◆ Activity: Locate the word "several" in the entries below, then gather every line that holds it.

(Stored data entries)
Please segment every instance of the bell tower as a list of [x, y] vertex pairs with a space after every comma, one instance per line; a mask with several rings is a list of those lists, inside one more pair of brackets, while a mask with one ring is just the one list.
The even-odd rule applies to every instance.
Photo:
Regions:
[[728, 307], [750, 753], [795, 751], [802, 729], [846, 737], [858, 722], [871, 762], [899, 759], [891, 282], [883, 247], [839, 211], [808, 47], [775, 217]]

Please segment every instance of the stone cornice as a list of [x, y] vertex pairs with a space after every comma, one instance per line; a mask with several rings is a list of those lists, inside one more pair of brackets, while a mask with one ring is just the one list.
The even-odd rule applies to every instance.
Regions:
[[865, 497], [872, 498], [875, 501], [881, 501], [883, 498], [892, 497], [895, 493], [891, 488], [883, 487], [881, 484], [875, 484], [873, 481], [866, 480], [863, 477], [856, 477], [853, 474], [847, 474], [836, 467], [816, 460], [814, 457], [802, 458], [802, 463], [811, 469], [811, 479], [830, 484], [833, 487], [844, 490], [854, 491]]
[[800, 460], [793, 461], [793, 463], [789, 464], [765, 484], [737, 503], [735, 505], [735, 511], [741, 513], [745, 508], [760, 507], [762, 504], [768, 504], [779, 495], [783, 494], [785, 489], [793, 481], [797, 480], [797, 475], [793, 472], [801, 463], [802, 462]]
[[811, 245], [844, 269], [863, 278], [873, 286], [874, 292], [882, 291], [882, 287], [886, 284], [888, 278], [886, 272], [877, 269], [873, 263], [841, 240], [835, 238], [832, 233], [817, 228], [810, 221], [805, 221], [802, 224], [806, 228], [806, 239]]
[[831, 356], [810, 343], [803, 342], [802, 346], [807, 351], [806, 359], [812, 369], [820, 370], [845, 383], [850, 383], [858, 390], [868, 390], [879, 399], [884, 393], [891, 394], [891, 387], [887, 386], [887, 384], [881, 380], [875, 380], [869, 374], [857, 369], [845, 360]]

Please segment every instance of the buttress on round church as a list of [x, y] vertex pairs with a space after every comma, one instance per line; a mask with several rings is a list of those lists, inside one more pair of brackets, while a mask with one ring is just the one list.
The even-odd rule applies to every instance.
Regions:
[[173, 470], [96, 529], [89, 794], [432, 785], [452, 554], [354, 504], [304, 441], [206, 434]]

◆ Response to this exercise:
Please segment every instance of the bell tower as a list of [x, y] vertex pairs with a space after every comma, one instance per line; a mask with several rings is a list of those lists, inside one more pair of brackets, while a mask with one ring is just the one list.
Please segment every instance of the stone cornice as a list of [x, y] vertex pairs with a space after every comma, one instance per line; a mask with several rings is a list of those lists, inside one more pair of brackets, while a mask with one ring is just the one list.
Please segment every instance of the buttress on round church as a list of [x, y] vertex pairs with a space after every comma, one instance per line; a mask with several rings is a list of those lists, inside one more pair of brackets, while a mask with one ring is just the one list.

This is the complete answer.